### Given exercise A
Repeat word for word the lines of the rows further down, between the lines holding "For every instance of the nose, the" and "pixel 344 262", inclusive.

————————

Turkey; Reagan's new Mideast spearhead?
Istanbul — The Reagan administration has proposed to nearly double military aid to Turkey, a country that lies cheek by jowl to the Soviet border and within striking range of vital Gulf oil fields.
This possible increase in United States military reliance on Turkey, while raising some eyebrows in Washington, has caused much debate in Turkey.
The question: Will the US use Turkish airfields to launch the Pentagon's newly formed Rapid Deployment Force (RDF) into a possible Mideast conflict?
Although a member of NATO, Turkey doubts it wants to be so closely tied to US strategic interests. At the crossroads of two continents, it has tried to balance its relations in the region. But its military is out of date and in need of repair.
In February, President Reagan proposed raising military aid to Turkey from $ 465 million in 1983 to $755 million in 1984. Hearings on the proposal have begun in Congress, and a vote is expected soon. If passed, the new package, which includes $175 million in economic aid, would make Turkey third after Israel and Egypt in receiving US military and economic aid.
Washington would like Turkey to take some responsibility in the RDF, which is assigned to defend US interests, mainly oil, in the Mideast, the Horn of Africa, and the Gulf. Started under the Carter administration and expanded under Mr. Reagan, the Florida-based force has an estimated 230,000 US soldiers, sailors, marines, and Air Force personnel.
Though American officials have on several occasions expressed their wish that Turkey - a convenient launching pad for the RDF because of its proximity to the Gulf - would show more willingness to house the force, they know Turkish sensitivities on the subject and have refrained from pushing it too hard or formulating a formal demand.
Turkish Foreign Minister Ilter Turkmen and Defense Minister Umit Haluk Bayulken have repeatedly stated Turkey has not made any secret deal with the US to grant facilities for the RDF. They further contend Turkey has no intention of doing so by itself.
Yet local newspapers continue to carry from time to time reports about a possible Turkish role in the use of the RDF in the Gulf area. Reports about the modernization of some Turkish airfields, particularly those in eastern Turkey, have aroused speculation here that the US was helping Turkey develop some of these bases for future use by the RDF.
Mr. Bayulken categorically denied those speculations in a statement in February to Hurriyet, a leading Turkish daily newspaper. He pointed out that the modernization of the airfields was purely a NATO activity.
''The expansion of these airfields and the setting up of new equipment will serve NATO's purposes,'' Mr. Bayulken said. ''Under NATO's rapid reinforcement plan, allied forces will be able to use these bases and perform their NATO duties in case a serious threat is posed against the vital interests of the alliance. As to the Rapid Deployment Force, which is a separate thing, there is no decision on it within NATO, and only some exchanges of views are taking place.''
Both Mr. Bayulken and Mr. Turkmen have emphasized Turkey will not accept a role for support of the RDF, and that the country's commitment to NATO remains within the area of responsibility of the alliance - therefore up to the eastern borders of this country and not further into the Middle East.
A decade ago, the US substantially increased its military aid to another Mideast country - Iran - and lost its alliance in the overthrow of the Shah.
Turkey could be a different case. It has a stable government, which is pro-Western and has begun to return to full democracy. In November 1982 the Turkish people overwhelmingly voted in favor of a new constitution that would make Gen. Kenan Evren president for a seven-year period. However, the government has banned political party leaders who were active before the 1980 coup from political activity for 10 years. It holds more than 16,000 political prisoners, according to Amnesty International. Many wonder if the military will want to relinquish its power by October, when the general election is scheduled to take place.

————————

### Given exercise B
Print the passage of the article on US military aid to Turkey above between "Turkey could be" and "to take place.", inclusive.

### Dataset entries
————————

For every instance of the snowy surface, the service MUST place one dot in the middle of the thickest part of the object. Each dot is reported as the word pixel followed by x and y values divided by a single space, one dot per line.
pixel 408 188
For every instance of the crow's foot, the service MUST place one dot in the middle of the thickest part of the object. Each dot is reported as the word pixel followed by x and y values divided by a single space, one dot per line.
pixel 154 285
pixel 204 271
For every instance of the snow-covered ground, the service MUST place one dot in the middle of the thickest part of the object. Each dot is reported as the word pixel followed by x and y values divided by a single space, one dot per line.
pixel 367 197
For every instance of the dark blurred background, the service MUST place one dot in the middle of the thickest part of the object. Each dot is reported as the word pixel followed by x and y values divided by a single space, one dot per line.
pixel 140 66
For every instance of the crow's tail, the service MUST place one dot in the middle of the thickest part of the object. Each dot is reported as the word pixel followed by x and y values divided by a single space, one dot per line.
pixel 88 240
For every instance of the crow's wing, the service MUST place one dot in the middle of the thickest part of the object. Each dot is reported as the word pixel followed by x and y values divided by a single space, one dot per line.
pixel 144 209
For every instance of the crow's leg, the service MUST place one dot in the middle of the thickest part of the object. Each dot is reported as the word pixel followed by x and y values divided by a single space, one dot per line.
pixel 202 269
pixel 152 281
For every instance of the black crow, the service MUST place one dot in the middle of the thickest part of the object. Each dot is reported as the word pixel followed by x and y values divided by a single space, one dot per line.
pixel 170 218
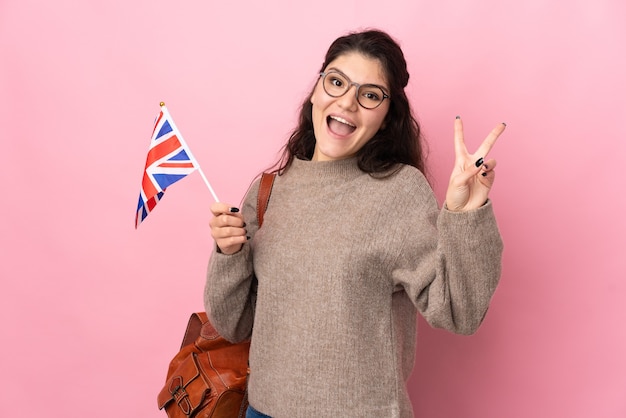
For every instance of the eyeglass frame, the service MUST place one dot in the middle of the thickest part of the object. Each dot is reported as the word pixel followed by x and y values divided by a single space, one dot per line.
pixel 358 86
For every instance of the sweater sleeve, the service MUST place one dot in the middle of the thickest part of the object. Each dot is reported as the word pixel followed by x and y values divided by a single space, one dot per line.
pixel 229 293
pixel 450 265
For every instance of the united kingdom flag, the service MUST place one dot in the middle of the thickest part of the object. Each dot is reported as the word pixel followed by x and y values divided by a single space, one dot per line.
pixel 169 160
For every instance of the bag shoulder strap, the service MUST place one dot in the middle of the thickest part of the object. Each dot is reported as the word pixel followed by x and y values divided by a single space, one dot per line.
pixel 194 326
pixel 263 198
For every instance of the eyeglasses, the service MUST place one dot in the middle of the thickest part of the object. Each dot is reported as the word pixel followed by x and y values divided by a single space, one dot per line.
pixel 336 84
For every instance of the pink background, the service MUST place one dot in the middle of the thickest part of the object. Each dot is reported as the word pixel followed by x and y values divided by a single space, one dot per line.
pixel 92 310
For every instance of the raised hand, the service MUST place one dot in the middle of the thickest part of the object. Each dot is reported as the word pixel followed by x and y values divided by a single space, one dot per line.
pixel 227 228
pixel 473 175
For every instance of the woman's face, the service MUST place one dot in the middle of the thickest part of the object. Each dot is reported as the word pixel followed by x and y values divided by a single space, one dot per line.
pixel 341 125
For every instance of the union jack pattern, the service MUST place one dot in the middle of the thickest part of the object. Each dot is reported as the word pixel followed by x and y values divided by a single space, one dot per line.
pixel 169 160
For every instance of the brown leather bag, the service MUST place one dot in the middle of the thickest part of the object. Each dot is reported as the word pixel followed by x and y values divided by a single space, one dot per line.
pixel 208 376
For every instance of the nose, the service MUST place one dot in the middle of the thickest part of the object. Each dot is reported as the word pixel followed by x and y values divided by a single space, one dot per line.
pixel 349 101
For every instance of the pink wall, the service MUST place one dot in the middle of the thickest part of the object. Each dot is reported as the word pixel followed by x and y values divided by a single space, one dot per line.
pixel 92 310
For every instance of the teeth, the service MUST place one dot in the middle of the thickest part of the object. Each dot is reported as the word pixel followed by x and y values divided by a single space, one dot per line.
pixel 345 122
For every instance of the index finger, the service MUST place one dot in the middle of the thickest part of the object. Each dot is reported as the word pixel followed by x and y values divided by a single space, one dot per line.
pixel 490 140
pixel 459 141
pixel 219 208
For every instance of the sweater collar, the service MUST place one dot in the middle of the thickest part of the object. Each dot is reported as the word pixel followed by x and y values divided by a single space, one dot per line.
pixel 339 169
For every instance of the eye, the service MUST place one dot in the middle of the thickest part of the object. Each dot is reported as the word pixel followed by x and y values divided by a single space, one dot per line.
pixel 372 95
pixel 336 81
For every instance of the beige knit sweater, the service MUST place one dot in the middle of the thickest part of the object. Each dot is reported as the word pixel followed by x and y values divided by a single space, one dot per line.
pixel 344 262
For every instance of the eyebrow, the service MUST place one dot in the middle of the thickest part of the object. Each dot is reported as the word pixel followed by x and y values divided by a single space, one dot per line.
pixel 384 88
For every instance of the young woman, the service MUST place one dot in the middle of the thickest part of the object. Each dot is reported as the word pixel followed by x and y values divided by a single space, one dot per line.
pixel 352 247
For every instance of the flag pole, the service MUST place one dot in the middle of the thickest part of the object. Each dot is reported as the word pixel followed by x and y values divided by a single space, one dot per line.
pixel 188 150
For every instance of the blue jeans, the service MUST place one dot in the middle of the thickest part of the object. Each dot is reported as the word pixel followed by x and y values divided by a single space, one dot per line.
pixel 253 413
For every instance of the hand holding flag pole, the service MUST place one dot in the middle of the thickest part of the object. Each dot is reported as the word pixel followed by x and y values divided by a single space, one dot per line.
pixel 169 160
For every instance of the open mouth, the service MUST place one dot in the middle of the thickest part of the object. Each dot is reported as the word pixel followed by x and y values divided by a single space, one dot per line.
pixel 340 126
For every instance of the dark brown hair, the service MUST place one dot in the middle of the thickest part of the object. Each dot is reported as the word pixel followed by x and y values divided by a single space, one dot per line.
pixel 399 142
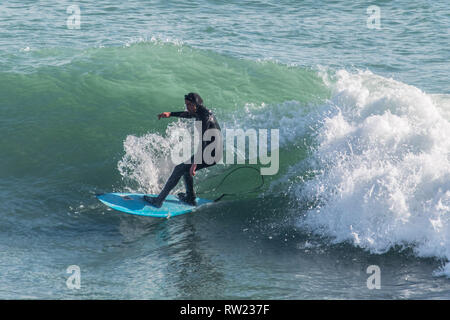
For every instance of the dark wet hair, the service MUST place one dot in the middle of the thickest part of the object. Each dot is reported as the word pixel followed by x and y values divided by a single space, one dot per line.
pixel 195 98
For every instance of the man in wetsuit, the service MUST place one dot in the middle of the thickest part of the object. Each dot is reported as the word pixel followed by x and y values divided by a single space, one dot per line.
pixel 195 109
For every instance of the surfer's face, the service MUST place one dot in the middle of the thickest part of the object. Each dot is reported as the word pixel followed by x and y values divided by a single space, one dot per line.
pixel 190 106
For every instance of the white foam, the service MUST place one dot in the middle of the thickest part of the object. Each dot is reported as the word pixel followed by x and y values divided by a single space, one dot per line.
pixel 147 163
pixel 382 169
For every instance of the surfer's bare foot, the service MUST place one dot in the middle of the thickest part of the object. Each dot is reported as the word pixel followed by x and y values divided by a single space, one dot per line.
pixel 153 201
pixel 189 200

————————

### Exercise answer A
For every instance of the nose, the service MUST place one dot in the middle of the thickest part of the object. Each dot is reported as the word pixel followed by x and y values divided by a single space, one dot per line.
pixel 349 101
For every instance of the pink wall, the service MUST place one dot in the middle of the thickest part of the object. Each dot is reported as the word pixel followed by x and y values divided by a single space, one dot per line.
pixel 92 310
For every instance of the teeth, the service MUST place one dot in the middle of the thickest part of the object. Each dot is reported as the word pixel followed by x and y values divided by a single space, one dot per line.
pixel 345 122
For every instance of the index finger, the service MUST place one dot in the middle of the thickest part of the object. Each dot is reported as the word pixel followed by x and y values divided by a single space, one dot per line.
pixel 490 140
pixel 459 141
pixel 219 208
For every instance of the sweater collar, the service MUST place one dot in the middle of the thickest part of the object. Each dot is reported as the word pixel followed by x and y values divided by a single space, one dot per line.
pixel 339 169
For every instance of the eye, the service MUST place one dot in the middle of the thickest part of the object. Each dot is reported as the word pixel followed by x and y values divided by a single space, one dot per line.
pixel 372 95
pixel 336 81
For every instance of the beige knit sweater, the service MUST place one dot in the middle of the thickest part of the object. Each dot is reported as the word pixel followed by x and y values divided by a single space, one dot per line.
pixel 344 262

### Exercise answer B
Turkey could be a different case. It has a stable government, which is pro-Western and has begun to return to full democracy. In November 1982 the Turkish people overwhelmingly voted in favor of a new constitution that would make Gen. Kenan Evren president for a seven-year period. However, the government has banned political party leaders who were active before the 1980 coup from political activity for 10 years. It holds more than 16,000 political prisoners, according to Amnesty International. Many wonder if the military will want to relinquish its power by October, when the general election is scheduled to take place.